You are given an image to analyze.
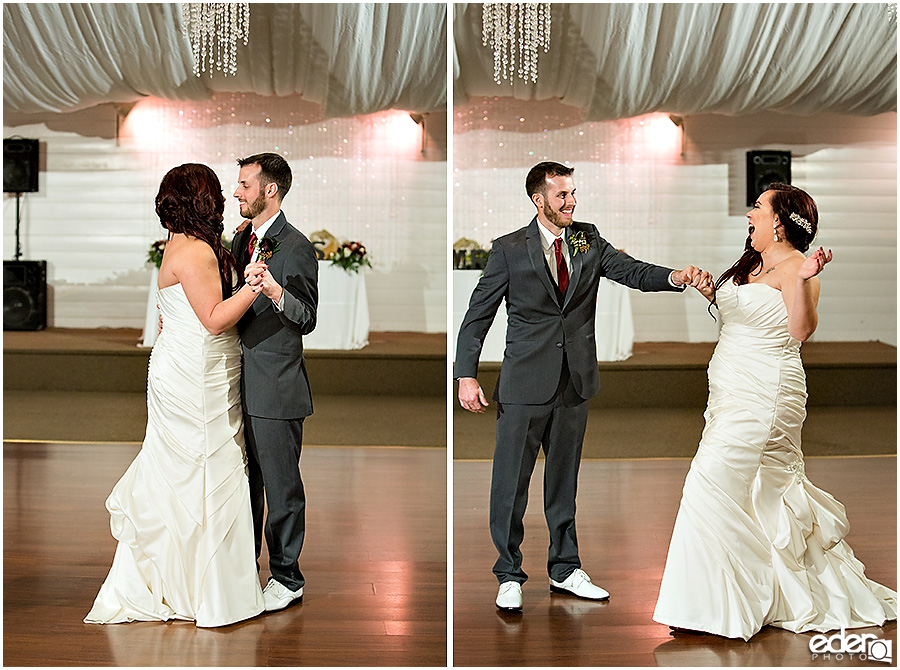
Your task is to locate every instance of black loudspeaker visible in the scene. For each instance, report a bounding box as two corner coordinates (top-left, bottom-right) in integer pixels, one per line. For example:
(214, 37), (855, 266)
(3, 261), (47, 330)
(3, 139), (40, 193)
(747, 151), (791, 205)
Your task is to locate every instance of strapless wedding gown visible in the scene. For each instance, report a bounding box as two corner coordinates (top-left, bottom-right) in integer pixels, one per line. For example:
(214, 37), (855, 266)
(653, 281), (897, 640)
(85, 284), (264, 626)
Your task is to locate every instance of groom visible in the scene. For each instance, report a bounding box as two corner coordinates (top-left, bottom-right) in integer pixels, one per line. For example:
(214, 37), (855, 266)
(232, 153), (319, 611)
(454, 162), (703, 610)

→ EXERCISE AIM: Output the lines above as a JSON list of strings, one string per line, with blank lines left out. Leave the pictures out of the list.

→ RESPONSE:
[
  "You are given an image to analyze.",
  "Your task is to locate every instance of black loudspeaker visible in the scene. For each instance, report a bounding box as two corner coordinates (top-left, bottom-right) in integer pixels, one per line. For example:",
  "(214, 37), (855, 266)",
  "(3, 261), (47, 330)",
  "(3, 139), (40, 193)",
  "(747, 151), (791, 205)",
  "Your task is to locate every instance of strapless wedding gown visible in the scene. For each instance, report a bounding box as two corner coordinates (top-left, bottom-right) in integer pixels, one per line. For example:",
  "(214, 37), (855, 266)",
  "(653, 281), (897, 640)",
  "(85, 284), (264, 626)",
  "Your task is to locate every instance of groom visible in the scene. For each instance, report a bounding box as two corner coordinates (top-left, bottom-right) in integer pixels, one per line. For example:",
  "(214, 37), (855, 266)",
  "(232, 153), (319, 611)",
  "(454, 162), (703, 610)"
]